Saved entries:
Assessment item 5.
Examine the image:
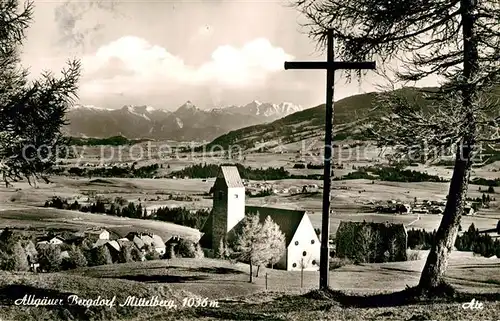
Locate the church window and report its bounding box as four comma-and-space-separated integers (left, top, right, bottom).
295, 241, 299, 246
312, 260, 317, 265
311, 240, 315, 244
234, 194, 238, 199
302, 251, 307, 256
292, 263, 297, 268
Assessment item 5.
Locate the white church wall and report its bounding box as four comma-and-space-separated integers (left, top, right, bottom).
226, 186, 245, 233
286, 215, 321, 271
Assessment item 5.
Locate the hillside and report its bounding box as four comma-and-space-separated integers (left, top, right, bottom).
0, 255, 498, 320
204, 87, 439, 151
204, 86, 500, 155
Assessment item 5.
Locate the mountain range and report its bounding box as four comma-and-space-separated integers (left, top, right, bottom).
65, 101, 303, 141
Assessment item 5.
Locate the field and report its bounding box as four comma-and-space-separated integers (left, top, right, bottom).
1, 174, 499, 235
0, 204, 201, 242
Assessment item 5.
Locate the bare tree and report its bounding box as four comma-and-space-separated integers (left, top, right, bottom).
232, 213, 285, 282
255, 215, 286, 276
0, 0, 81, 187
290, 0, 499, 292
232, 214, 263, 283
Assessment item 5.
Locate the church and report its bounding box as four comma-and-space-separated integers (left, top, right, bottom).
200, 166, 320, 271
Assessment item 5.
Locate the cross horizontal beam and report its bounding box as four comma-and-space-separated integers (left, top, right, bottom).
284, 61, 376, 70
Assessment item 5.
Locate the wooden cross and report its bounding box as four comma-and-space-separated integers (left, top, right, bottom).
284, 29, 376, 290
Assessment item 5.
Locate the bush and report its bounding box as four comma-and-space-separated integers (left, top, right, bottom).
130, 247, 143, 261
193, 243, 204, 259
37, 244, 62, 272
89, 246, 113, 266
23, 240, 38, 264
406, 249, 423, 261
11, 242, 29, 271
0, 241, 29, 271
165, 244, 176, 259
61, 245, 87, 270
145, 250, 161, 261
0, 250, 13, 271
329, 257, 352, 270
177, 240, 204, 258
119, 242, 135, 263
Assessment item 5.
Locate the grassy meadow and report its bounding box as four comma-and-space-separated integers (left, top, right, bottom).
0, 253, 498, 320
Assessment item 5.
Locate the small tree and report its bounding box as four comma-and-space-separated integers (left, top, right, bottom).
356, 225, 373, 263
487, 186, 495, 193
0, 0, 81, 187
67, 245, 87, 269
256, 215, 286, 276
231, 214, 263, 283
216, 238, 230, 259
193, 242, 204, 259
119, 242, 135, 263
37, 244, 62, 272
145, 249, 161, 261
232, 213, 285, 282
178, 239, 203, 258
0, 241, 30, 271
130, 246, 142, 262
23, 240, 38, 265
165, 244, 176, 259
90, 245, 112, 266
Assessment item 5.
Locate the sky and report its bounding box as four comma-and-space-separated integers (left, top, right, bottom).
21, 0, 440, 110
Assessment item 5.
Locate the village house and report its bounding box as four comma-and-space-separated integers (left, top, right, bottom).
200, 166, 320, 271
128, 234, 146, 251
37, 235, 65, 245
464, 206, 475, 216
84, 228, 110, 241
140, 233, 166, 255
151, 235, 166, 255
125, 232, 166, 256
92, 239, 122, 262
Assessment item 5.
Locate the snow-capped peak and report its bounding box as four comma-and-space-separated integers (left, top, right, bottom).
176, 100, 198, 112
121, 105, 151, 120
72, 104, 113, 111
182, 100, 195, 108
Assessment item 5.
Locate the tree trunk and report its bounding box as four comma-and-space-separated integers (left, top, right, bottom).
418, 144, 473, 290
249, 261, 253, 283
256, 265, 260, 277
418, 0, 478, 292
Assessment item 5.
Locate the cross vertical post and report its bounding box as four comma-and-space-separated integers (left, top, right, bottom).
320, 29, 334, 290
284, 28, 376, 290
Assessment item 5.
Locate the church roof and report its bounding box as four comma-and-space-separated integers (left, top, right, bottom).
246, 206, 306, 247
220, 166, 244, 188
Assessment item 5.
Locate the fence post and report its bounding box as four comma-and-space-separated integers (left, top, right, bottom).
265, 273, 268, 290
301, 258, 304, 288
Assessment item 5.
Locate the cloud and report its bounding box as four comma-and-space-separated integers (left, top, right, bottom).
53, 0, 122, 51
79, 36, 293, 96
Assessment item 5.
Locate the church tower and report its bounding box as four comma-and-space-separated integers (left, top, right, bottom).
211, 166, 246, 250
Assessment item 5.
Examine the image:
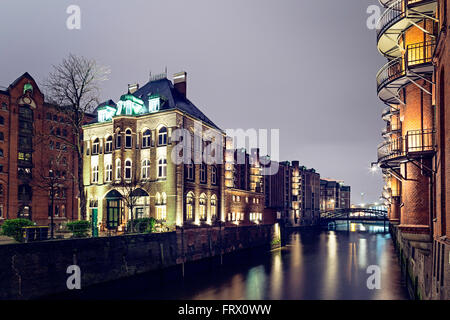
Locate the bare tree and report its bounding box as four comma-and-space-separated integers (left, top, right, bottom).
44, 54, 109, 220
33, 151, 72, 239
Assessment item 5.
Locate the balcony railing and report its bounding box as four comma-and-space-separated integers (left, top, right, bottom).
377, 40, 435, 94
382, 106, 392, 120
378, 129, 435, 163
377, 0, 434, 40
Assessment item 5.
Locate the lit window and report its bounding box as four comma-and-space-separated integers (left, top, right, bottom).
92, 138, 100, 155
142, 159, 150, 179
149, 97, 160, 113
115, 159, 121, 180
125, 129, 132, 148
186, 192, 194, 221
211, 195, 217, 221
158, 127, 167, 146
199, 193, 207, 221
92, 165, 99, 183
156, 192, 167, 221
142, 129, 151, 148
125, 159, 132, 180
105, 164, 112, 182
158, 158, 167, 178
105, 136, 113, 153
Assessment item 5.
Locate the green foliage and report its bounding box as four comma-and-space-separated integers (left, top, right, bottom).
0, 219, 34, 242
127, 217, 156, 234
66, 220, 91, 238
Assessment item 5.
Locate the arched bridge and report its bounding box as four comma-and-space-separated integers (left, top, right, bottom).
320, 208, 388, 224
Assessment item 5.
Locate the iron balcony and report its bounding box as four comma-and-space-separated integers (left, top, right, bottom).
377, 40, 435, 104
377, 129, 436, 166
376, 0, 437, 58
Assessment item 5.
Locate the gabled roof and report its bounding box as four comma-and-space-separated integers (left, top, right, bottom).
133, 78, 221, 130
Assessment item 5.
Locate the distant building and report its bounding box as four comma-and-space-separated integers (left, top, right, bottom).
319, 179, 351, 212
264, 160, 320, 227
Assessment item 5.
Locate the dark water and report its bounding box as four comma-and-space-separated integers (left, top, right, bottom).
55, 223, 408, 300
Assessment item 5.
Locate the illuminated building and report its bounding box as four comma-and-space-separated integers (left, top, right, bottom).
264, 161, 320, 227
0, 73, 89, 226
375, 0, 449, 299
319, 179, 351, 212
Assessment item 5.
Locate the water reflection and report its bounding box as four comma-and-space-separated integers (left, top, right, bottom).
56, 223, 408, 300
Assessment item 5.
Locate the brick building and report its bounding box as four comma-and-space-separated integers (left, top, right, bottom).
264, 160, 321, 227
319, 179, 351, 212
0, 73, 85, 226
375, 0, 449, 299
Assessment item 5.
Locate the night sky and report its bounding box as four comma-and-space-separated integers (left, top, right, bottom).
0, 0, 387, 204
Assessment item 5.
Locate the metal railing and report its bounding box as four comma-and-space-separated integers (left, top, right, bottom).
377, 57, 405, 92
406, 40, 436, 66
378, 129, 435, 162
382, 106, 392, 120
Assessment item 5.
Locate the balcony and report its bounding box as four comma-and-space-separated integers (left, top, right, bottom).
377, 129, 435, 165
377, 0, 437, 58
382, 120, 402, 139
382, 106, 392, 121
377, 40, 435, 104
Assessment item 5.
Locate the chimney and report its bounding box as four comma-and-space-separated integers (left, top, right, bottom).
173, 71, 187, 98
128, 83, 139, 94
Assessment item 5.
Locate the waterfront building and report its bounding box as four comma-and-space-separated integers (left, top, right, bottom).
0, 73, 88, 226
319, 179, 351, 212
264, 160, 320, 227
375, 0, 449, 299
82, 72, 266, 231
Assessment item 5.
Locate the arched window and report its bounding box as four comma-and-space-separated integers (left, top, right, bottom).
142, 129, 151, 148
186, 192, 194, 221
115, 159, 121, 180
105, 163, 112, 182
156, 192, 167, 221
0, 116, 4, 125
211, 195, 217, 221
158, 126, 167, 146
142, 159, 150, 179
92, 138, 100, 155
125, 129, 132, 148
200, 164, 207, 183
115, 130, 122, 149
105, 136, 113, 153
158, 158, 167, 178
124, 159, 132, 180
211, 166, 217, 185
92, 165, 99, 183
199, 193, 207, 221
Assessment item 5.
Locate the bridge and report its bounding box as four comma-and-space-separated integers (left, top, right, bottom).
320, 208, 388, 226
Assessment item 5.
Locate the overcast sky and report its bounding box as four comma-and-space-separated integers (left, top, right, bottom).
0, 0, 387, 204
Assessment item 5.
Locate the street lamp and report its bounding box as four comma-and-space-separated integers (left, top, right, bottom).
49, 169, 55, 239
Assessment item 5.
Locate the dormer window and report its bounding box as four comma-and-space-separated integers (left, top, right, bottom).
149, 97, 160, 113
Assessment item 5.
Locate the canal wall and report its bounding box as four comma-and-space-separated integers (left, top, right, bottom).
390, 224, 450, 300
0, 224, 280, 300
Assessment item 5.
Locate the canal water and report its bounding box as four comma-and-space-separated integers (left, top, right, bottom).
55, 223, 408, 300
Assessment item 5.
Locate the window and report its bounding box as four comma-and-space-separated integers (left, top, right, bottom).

# [WHAT YOU ARE ASKED TO DO]
Restate word for word the lines above, beginning with the one that contains "Locate the overcast" and ending with the last line.

# [EXERCISE OUTPUT]
Locate the overcast sky and report its bounding box as four comma-and-space-separated integers (left, top, right, bottom).
0, 0, 387, 204
Assessment item 5.
Locate the street lamp and report its bounding box as four comma-and-space-separated integers (left, top, right, bottom).
49, 169, 55, 239
Assessment item 5.
Locate the dormer window and report its bounding box as four comma-and-space-separated integers (left, top, right, bottom).
149, 97, 160, 113
Assessment item 5.
Locate the canal wall and report its bounding box as four comma-and-space-separated integers (left, top, right, bottom).
390, 224, 450, 300
0, 224, 280, 300
Assessment item 5.
Locate the canal water and report its bounding box as four comma-and-space-separated integers (left, top, right, bottom).
55, 223, 408, 300
Assessment item 5.
Locate the window and report its bounding box as four comma-and-space-separated integers (left, top, right, bottom).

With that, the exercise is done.